**DO THIS:** Can you edit these lines so that each "jet ski rider" becomes "personal watercraft rider", with nothing else changed and the pictures left out?

**DATA FOR THIS EXERCISE:**

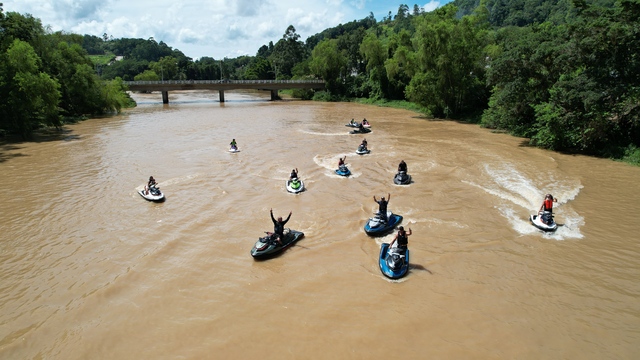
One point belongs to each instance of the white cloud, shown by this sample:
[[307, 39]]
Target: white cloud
[[432, 5], [215, 28]]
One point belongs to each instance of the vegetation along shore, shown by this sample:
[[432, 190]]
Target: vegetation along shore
[[564, 74]]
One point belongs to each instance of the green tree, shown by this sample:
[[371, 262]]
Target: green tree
[[287, 52], [374, 55], [329, 63], [30, 97], [450, 62], [166, 67]]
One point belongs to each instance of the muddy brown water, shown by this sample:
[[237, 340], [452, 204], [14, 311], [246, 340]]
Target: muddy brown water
[[90, 270]]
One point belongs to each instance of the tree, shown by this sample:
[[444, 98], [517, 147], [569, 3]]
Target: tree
[[450, 62], [287, 52], [328, 62], [30, 97], [166, 67]]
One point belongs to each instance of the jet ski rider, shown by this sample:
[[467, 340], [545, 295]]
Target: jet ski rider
[[547, 205], [402, 237], [382, 206], [152, 182], [402, 166], [278, 226]]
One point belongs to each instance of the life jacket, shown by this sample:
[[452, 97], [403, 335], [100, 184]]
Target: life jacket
[[402, 239]]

**OUTPUT OF THE TASK:**
One point belongs to each instance of the white cloud, shown by this sample:
[[307, 39]]
Target: white cloud
[[432, 5], [215, 28]]
One point belongs to each instance of the vegetation along shore, shown by this sample:
[[432, 190]]
Target: vegetation along shore
[[564, 74]]
One point belongs to each instance of the green tree, shown by this sample:
[[371, 262]]
Target: green tree
[[287, 52], [374, 55], [329, 63], [30, 97], [450, 62], [166, 67]]
One point belongs to each instance of the muddy brown water, shown by this sample:
[[237, 340], [452, 204], [14, 311], [246, 340]]
Target: muddy brown water
[[90, 270]]
One point belongs to each instance of the tree, shown by this sample:
[[444, 98], [517, 147], [569, 3]]
Target: tree
[[450, 62], [287, 52], [328, 62], [30, 97], [166, 67]]
One point belongs to each instance of the personal watercraft rider, shown by this sample:
[[467, 340], [545, 295]]
Target: personal watercraft rider
[[547, 205], [402, 237], [382, 206], [152, 182], [402, 166], [278, 226]]
One point belongs to each instance of the life jacket, shown by this sample:
[[452, 97], [403, 335], [100, 184]]
Target: life jacket
[[402, 239]]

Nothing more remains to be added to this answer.